**WHAT THIS TASK INVOLVES**: Extract the complete listing and repeat it word for word.
==== INPUT ====
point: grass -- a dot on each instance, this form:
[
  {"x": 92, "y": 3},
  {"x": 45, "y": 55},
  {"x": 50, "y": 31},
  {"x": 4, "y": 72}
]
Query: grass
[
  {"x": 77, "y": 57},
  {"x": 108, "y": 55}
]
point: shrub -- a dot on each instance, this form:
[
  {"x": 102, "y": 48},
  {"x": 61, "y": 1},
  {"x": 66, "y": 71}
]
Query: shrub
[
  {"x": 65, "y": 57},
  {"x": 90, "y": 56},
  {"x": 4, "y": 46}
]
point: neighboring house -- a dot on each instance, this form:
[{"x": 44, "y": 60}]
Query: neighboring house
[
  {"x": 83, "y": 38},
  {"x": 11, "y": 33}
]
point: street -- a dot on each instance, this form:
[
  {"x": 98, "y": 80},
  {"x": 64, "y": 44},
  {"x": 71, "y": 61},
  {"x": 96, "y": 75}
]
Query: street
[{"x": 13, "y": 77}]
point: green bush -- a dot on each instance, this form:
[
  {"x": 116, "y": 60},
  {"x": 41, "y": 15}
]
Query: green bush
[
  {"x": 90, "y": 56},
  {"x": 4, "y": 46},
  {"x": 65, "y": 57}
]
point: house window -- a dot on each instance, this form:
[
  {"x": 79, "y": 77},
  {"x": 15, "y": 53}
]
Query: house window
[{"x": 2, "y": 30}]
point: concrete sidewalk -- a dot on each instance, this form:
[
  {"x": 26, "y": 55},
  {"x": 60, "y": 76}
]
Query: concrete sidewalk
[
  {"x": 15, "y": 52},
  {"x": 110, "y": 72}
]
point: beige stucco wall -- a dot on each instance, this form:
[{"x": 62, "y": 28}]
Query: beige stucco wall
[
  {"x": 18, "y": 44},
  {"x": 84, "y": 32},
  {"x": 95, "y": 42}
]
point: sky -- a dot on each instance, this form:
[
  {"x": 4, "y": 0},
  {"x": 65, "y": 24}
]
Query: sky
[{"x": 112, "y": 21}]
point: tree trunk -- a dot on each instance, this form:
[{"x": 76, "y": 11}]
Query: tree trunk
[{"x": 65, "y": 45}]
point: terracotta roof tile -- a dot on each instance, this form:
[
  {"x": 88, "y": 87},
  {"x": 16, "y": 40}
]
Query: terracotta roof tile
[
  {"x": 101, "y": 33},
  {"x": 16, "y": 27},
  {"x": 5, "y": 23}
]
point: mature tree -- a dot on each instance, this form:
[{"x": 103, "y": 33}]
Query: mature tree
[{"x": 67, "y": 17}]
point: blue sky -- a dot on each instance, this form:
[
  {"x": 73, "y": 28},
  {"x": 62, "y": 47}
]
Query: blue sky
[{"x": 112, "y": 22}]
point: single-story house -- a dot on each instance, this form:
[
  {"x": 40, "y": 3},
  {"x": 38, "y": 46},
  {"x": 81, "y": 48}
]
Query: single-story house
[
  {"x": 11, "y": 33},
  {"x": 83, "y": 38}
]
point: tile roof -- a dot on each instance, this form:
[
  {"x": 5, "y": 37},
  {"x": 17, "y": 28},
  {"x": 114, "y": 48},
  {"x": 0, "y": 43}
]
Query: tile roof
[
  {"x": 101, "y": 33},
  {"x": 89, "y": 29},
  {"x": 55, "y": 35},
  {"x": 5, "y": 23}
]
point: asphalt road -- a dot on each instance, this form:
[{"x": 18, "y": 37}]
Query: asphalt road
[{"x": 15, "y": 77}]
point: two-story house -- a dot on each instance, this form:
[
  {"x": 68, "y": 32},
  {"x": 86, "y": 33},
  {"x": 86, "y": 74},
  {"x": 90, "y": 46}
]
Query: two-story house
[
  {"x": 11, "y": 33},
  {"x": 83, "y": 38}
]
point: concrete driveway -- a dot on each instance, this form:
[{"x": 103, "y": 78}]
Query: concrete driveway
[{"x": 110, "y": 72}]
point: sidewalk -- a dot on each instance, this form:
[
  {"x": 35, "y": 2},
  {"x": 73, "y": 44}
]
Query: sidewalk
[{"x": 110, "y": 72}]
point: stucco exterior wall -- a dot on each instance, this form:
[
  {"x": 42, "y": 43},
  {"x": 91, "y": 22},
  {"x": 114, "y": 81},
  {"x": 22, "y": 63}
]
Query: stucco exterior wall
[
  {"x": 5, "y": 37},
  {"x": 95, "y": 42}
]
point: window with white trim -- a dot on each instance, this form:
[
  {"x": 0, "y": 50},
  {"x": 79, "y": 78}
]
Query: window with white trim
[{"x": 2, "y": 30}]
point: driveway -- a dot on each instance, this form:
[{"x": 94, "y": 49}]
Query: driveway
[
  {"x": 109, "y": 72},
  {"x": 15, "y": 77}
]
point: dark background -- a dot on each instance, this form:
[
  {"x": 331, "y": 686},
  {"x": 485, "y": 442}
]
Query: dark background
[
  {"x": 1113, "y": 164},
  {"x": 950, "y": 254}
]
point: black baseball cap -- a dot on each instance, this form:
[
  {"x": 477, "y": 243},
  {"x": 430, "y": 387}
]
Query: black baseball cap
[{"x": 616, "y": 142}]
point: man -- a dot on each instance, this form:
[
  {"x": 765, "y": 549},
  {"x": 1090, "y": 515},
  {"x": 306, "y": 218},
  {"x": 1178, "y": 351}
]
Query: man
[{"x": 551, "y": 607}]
====
**ANSWER IN FULL**:
point: grass -- a dot on each instance, this form:
[
  {"x": 92, "y": 3},
  {"x": 45, "y": 55},
  {"x": 50, "y": 31},
  {"x": 4, "y": 72}
]
Query: grass
[
  {"x": 77, "y": 57},
  {"x": 108, "y": 55}
]
point: shrub -- a dot on each instance, this form:
[
  {"x": 102, "y": 48},
  {"x": 61, "y": 1},
  {"x": 66, "y": 71}
]
Query: shrub
[
  {"x": 65, "y": 57},
  {"x": 90, "y": 56},
  {"x": 4, "y": 46}
]
point: neighboring house -- a dot on each instance, this form:
[{"x": 44, "y": 60}]
Query: neighboring house
[
  {"x": 83, "y": 38},
  {"x": 11, "y": 33}
]
point: street -- a dot on each instance, this form:
[
  {"x": 98, "y": 80},
  {"x": 64, "y": 44},
  {"x": 71, "y": 61},
  {"x": 96, "y": 75}
]
Query: street
[{"x": 13, "y": 77}]
point: green bush -- a dot on each instance, this form:
[
  {"x": 116, "y": 60},
  {"x": 41, "y": 15}
]
Query: green bush
[
  {"x": 90, "y": 56},
  {"x": 4, "y": 46},
  {"x": 65, "y": 57}
]
point: house window -- a dot on each instance, this form:
[
  {"x": 79, "y": 77},
  {"x": 15, "y": 53}
]
Query: house window
[{"x": 2, "y": 30}]
point: concrete sidewalk -- a dot on each instance, this form:
[
  {"x": 26, "y": 55},
  {"x": 60, "y": 76}
]
Query: concrete sidewalk
[
  {"x": 15, "y": 52},
  {"x": 110, "y": 72}
]
point: beige stucco wall -- a dot on each instance, this form:
[{"x": 62, "y": 28}]
Query: beige stucco wall
[
  {"x": 18, "y": 44},
  {"x": 84, "y": 32},
  {"x": 95, "y": 42}
]
point: sky -- a dot on each instance, this form:
[
  {"x": 4, "y": 0},
  {"x": 65, "y": 24}
]
Query: sky
[{"x": 112, "y": 21}]
point: tree trunk -- a dot on each instance, this form:
[{"x": 76, "y": 11}]
Query: tree trunk
[{"x": 65, "y": 45}]
point: terracotta roof tile -- a dot on each instance, this form:
[
  {"x": 88, "y": 87},
  {"x": 16, "y": 40}
]
Query: terracotta roof tile
[
  {"x": 101, "y": 33},
  {"x": 16, "y": 27},
  {"x": 5, "y": 23}
]
point: mature tree -- a dot on each instance, this form:
[{"x": 103, "y": 33}]
Query: mature tree
[{"x": 67, "y": 17}]
point: blue sky -- a dot on each instance, this form:
[
  {"x": 73, "y": 28},
  {"x": 62, "y": 47}
]
Query: blue sky
[{"x": 112, "y": 22}]
point: single-story house -- a dot on each instance, this form:
[
  {"x": 40, "y": 3},
  {"x": 38, "y": 46},
  {"x": 81, "y": 48}
]
Query: single-story house
[
  {"x": 11, "y": 33},
  {"x": 83, "y": 38}
]
point: tile roof -- a dot on each instance, this form:
[
  {"x": 5, "y": 37},
  {"x": 17, "y": 28},
  {"x": 114, "y": 48},
  {"x": 0, "y": 43}
]
Query: tile roof
[
  {"x": 101, "y": 33},
  {"x": 89, "y": 29},
  {"x": 55, "y": 35},
  {"x": 5, "y": 23}
]
point: asphalt road -- a dot on each instance, this form:
[{"x": 18, "y": 37}]
Query: asphalt road
[{"x": 15, "y": 77}]
point: two-story house -- a dot on each instance, this form:
[
  {"x": 68, "y": 32},
  {"x": 86, "y": 33},
  {"x": 86, "y": 74},
  {"x": 90, "y": 46}
]
Query: two-story house
[
  {"x": 11, "y": 33},
  {"x": 83, "y": 38}
]
point: concrete driveway -- a dot on each instance, this form:
[{"x": 103, "y": 78}]
Query: concrete driveway
[{"x": 110, "y": 72}]
point: sidewalk -- a dot on each instance, this form:
[
  {"x": 35, "y": 2},
  {"x": 73, "y": 44}
]
Query: sidewalk
[{"x": 110, "y": 72}]
point: stucco exterior wall -- a dot on each instance, this form:
[
  {"x": 42, "y": 43},
  {"x": 91, "y": 22},
  {"x": 114, "y": 81},
  {"x": 22, "y": 63}
]
Query: stucco exterior wall
[
  {"x": 5, "y": 37},
  {"x": 95, "y": 42}
]
point: window with white trim -- a dot on each instance, this form:
[
  {"x": 0, "y": 50},
  {"x": 79, "y": 78}
]
Query: window with white trim
[{"x": 2, "y": 30}]
point: driveway -- a dot on each instance, this form:
[{"x": 94, "y": 49}]
Query: driveway
[
  {"x": 109, "y": 72},
  {"x": 15, "y": 77}
]
point: dark background -- a dot on each instance, this form:
[
  {"x": 331, "y": 686},
  {"x": 485, "y": 442}
]
Query: dark background
[
  {"x": 1113, "y": 164},
  {"x": 950, "y": 254}
]
point: black baseball cap -- a dot on each instance, this form:
[
  {"x": 477, "y": 243},
  {"x": 430, "y": 387}
]
Query: black baseball cap
[{"x": 616, "y": 142}]
point: man -- a dot on each instance, this form:
[
  {"x": 765, "y": 549},
  {"x": 1090, "y": 515},
  {"x": 306, "y": 218},
  {"x": 1178, "y": 351}
]
Query: man
[{"x": 551, "y": 607}]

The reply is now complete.